[Bounding-box data]

——

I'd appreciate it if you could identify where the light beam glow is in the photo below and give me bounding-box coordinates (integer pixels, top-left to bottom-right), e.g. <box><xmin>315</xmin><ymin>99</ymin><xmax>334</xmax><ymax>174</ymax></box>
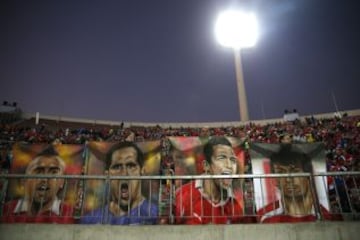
<box><xmin>215</xmin><ymin>10</ymin><xmax>259</xmax><ymax>49</ymax></box>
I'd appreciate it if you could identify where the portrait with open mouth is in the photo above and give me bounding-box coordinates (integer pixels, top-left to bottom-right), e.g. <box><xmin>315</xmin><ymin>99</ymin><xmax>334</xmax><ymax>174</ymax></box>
<box><xmin>80</xmin><ymin>141</ymin><xmax>161</xmax><ymax>225</ymax></box>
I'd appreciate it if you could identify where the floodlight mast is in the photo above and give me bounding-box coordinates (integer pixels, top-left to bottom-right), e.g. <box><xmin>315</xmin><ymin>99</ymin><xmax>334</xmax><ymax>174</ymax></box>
<box><xmin>215</xmin><ymin>10</ymin><xmax>258</xmax><ymax>122</ymax></box>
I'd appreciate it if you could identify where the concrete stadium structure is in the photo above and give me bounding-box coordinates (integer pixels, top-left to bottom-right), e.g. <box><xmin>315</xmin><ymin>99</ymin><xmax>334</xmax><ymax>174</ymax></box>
<box><xmin>0</xmin><ymin>222</ymin><xmax>360</xmax><ymax>240</ymax></box>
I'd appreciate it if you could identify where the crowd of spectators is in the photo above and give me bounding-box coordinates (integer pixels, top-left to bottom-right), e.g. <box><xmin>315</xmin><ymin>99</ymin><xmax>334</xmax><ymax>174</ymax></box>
<box><xmin>0</xmin><ymin>115</ymin><xmax>360</xmax><ymax>171</ymax></box>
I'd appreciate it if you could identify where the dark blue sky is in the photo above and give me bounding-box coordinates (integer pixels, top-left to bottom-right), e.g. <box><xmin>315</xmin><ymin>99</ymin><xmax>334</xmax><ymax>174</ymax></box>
<box><xmin>0</xmin><ymin>0</ymin><xmax>360</xmax><ymax>122</ymax></box>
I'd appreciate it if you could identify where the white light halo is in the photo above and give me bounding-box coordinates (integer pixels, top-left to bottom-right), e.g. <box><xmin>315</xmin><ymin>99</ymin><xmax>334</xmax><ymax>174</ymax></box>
<box><xmin>215</xmin><ymin>10</ymin><xmax>259</xmax><ymax>49</ymax></box>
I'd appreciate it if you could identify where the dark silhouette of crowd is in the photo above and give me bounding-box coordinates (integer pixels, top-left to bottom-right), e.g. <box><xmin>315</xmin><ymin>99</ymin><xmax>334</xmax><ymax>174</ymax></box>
<box><xmin>0</xmin><ymin>115</ymin><xmax>360</xmax><ymax>174</ymax></box>
<box><xmin>0</xmin><ymin>114</ymin><xmax>360</xmax><ymax>220</ymax></box>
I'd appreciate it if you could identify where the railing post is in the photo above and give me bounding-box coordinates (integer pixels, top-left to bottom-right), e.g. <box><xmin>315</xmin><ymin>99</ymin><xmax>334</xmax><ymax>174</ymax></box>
<box><xmin>310</xmin><ymin>173</ymin><xmax>324</xmax><ymax>221</ymax></box>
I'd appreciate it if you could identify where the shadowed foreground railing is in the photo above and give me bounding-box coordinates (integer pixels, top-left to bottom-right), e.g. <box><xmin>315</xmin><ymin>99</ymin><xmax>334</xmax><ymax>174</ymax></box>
<box><xmin>0</xmin><ymin>172</ymin><xmax>360</xmax><ymax>225</ymax></box>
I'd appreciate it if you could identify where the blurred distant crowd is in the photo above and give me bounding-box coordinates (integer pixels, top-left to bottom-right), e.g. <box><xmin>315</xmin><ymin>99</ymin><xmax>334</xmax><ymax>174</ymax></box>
<box><xmin>0</xmin><ymin>115</ymin><xmax>360</xmax><ymax>174</ymax></box>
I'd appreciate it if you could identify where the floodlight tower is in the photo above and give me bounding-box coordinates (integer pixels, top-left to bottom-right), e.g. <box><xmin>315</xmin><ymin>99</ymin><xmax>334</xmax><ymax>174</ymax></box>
<box><xmin>215</xmin><ymin>10</ymin><xmax>258</xmax><ymax>122</ymax></box>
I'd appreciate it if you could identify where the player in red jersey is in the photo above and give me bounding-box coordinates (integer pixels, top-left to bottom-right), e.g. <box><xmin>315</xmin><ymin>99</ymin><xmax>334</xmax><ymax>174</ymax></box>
<box><xmin>175</xmin><ymin>137</ymin><xmax>243</xmax><ymax>224</ymax></box>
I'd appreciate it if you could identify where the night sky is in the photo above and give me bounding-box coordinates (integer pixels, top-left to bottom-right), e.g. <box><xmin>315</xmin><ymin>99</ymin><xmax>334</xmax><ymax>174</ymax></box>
<box><xmin>0</xmin><ymin>0</ymin><xmax>360</xmax><ymax>122</ymax></box>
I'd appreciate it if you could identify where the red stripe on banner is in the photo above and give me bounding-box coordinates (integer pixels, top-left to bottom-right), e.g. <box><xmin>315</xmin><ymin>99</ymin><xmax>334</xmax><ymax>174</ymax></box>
<box><xmin>263</xmin><ymin>159</ymin><xmax>276</xmax><ymax>205</ymax></box>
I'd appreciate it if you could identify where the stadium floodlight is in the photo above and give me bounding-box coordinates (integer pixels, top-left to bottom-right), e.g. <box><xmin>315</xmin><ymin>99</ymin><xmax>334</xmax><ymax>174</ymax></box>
<box><xmin>215</xmin><ymin>10</ymin><xmax>259</xmax><ymax>122</ymax></box>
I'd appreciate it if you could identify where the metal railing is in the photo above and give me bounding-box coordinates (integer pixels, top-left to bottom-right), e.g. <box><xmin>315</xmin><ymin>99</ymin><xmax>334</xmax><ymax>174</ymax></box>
<box><xmin>0</xmin><ymin>172</ymin><xmax>360</xmax><ymax>225</ymax></box>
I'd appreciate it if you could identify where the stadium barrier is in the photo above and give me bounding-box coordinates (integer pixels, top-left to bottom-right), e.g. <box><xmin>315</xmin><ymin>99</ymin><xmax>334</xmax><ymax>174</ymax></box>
<box><xmin>0</xmin><ymin>172</ymin><xmax>360</xmax><ymax>225</ymax></box>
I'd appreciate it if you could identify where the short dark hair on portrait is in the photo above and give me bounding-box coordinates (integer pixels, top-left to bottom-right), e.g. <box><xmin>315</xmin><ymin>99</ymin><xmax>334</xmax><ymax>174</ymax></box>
<box><xmin>105</xmin><ymin>141</ymin><xmax>144</xmax><ymax>169</ymax></box>
<box><xmin>270</xmin><ymin>144</ymin><xmax>312</xmax><ymax>173</ymax></box>
<box><xmin>204</xmin><ymin>136</ymin><xmax>232</xmax><ymax>163</ymax></box>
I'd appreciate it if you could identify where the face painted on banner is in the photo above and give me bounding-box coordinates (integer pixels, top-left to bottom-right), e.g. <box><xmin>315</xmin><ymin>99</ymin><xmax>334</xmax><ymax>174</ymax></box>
<box><xmin>274</xmin><ymin>163</ymin><xmax>310</xmax><ymax>200</ymax></box>
<box><xmin>209</xmin><ymin>145</ymin><xmax>237</xmax><ymax>189</ymax></box>
<box><xmin>109</xmin><ymin>147</ymin><xmax>142</xmax><ymax>210</ymax></box>
<box><xmin>25</xmin><ymin>156</ymin><xmax>64</xmax><ymax>208</ymax></box>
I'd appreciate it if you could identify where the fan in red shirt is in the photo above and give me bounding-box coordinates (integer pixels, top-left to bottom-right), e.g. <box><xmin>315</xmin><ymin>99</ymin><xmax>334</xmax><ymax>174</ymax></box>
<box><xmin>1</xmin><ymin>147</ymin><xmax>75</xmax><ymax>223</ymax></box>
<box><xmin>175</xmin><ymin>137</ymin><xmax>243</xmax><ymax>224</ymax></box>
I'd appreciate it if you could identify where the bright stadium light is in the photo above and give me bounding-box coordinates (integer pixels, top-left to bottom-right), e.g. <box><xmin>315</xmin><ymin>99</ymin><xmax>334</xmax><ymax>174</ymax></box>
<box><xmin>215</xmin><ymin>10</ymin><xmax>259</xmax><ymax>122</ymax></box>
<box><xmin>215</xmin><ymin>10</ymin><xmax>259</xmax><ymax>49</ymax></box>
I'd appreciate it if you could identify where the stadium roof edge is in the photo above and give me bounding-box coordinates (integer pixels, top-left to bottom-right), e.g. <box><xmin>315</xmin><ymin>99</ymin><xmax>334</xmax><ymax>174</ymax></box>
<box><xmin>22</xmin><ymin>109</ymin><xmax>360</xmax><ymax>127</ymax></box>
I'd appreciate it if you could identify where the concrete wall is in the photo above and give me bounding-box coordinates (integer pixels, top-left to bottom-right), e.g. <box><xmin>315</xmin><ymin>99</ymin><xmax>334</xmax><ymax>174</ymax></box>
<box><xmin>0</xmin><ymin>222</ymin><xmax>360</xmax><ymax>240</ymax></box>
<box><xmin>23</xmin><ymin>109</ymin><xmax>360</xmax><ymax>128</ymax></box>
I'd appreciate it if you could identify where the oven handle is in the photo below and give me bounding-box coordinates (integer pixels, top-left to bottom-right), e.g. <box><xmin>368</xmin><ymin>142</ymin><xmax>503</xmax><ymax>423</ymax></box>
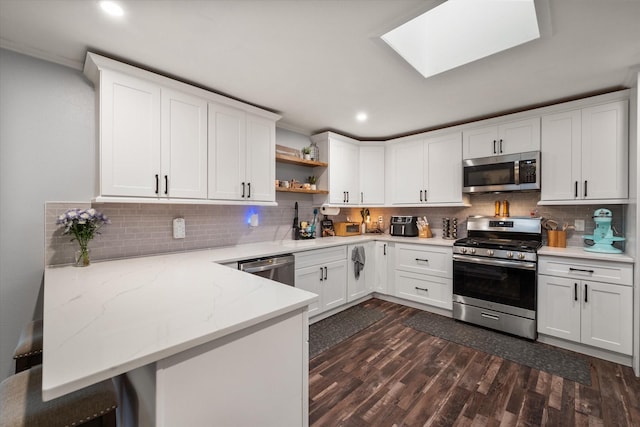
<box><xmin>453</xmin><ymin>254</ymin><xmax>536</xmax><ymax>270</ymax></box>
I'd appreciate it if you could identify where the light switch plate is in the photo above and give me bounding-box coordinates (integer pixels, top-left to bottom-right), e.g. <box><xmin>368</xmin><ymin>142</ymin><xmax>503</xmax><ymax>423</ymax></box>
<box><xmin>173</xmin><ymin>218</ymin><xmax>187</xmax><ymax>239</ymax></box>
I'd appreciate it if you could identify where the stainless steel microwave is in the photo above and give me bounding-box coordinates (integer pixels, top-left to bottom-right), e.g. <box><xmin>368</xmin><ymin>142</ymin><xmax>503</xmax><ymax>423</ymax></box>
<box><xmin>462</xmin><ymin>151</ymin><xmax>540</xmax><ymax>193</ymax></box>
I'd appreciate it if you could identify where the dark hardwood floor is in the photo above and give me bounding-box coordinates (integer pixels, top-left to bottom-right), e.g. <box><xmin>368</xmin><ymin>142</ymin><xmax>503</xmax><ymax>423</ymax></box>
<box><xmin>309</xmin><ymin>299</ymin><xmax>640</xmax><ymax>427</ymax></box>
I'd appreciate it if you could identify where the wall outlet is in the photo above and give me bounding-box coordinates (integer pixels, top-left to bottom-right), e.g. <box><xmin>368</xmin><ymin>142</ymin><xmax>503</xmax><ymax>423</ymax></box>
<box><xmin>173</xmin><ymin>218</ymin><xmax>187</xmax><ymax>239</ymax></box>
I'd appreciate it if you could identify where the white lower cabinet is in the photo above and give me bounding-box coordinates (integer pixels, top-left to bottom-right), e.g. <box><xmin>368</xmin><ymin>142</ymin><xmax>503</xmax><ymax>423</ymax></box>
<box><xmin>394</xmin><ymin>243</ymin><xmax>453</xmax><ymax>310</ymax></box>
<box><xmin>538</xmin><ymin>256</ymin><xmax>633</xmax><ymax>355</ymax></box>
<box><xmin>295</xmin><ymin>246</ymin><xmax>347</xmax><ymax>317</ymax></box>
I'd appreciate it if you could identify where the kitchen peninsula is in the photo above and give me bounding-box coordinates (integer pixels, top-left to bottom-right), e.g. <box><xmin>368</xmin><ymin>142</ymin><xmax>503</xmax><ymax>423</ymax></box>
<box><xmin>43</xmin><ymin>251</ymin><xmax>317</xmax><ymax>426</ymax></box>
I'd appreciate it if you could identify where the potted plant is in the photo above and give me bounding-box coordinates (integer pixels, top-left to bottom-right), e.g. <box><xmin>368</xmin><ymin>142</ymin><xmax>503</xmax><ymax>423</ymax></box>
<box><xmin>307</xmin><ymin>175</ymin><xmax>317</xmax><ymax>190</ymax></box>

——

■ Directions for this task:
Report every line of the data above that contains the string "banner", treating uppercase and lowercase letters as different.

■ The response:
I'd appreciate it if you could identify where the red stripe on banner is in the photo above and give me bounding-box coordinates (integer pixels, top-left to bottom-right), e.g. <box><xmin>315</xmin><ymin>99</ymin><xmax>334</xmax><ymax>174</ymax></box>
I'd appreciate it if you could identify where the face painted on banner is in the photo above and give me bounding-box coordinates (integer pixels, top-left to bottom-right), e.g. <box><xmin>315</xmin><ymin>99</ymin><xmax>334</xmax><ymax>174</ymax></box>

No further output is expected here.